-- Data in this exercise start --
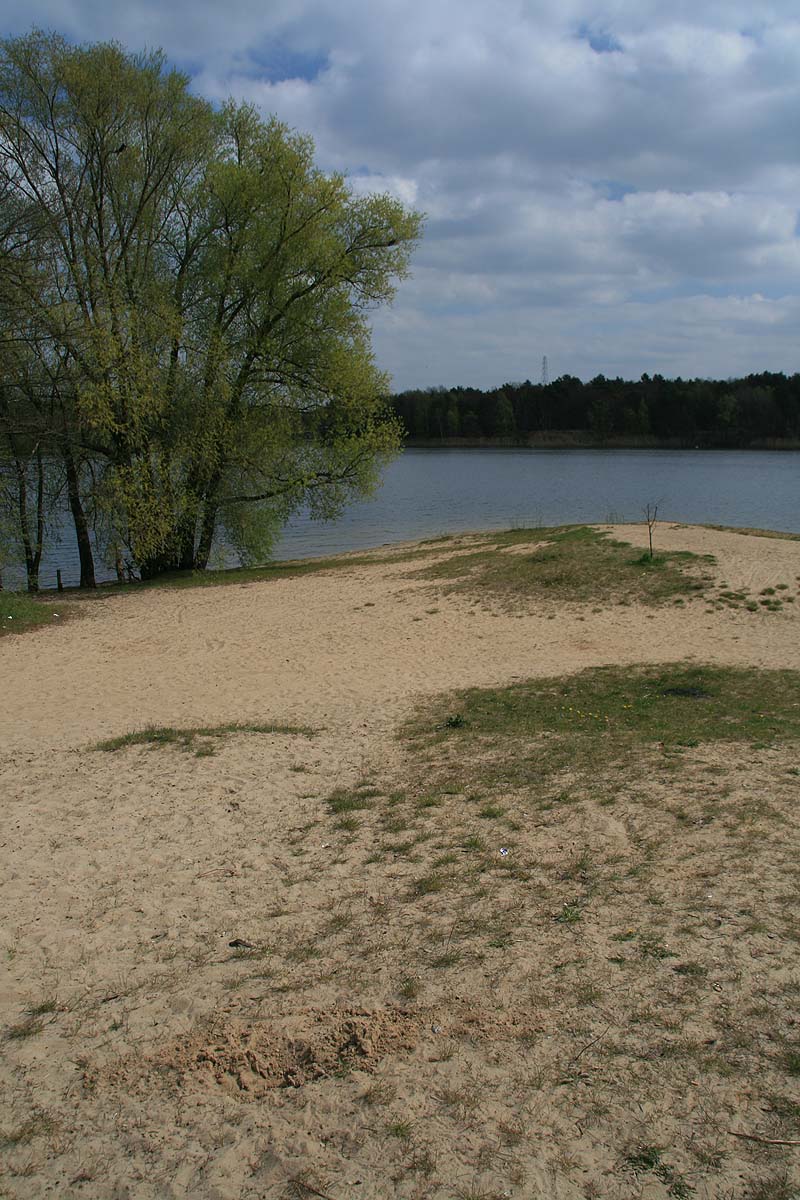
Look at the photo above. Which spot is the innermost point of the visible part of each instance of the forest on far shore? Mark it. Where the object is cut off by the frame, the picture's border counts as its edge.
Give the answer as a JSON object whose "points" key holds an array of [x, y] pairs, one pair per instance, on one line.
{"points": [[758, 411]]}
-- Data in this exercise end --
-- Data in this exercise start --
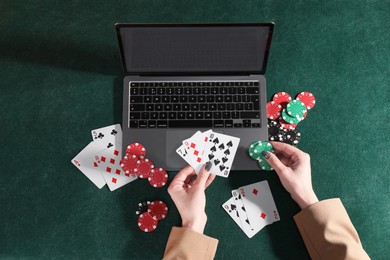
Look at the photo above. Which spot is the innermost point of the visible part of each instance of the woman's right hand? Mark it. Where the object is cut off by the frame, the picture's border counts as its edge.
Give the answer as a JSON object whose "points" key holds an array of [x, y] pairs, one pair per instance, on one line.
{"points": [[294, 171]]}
-- Data in this exercise end --
▶ Exercise task
Display every line of the records above that contains the string "border".

▶ Answer to the problem
Look at the photo above. Which spot is the innermost point of the visible part of each instance of the forest on far shore? Mark it. Where the object is cut off by the frame, the picture's border counts as its edge.
Look at the photo above. Which spot is the innermost point of the visible part of each instance of the woman's right hand? Mark it. Where the object is cut off by the frame, the picture's border counts as its edge.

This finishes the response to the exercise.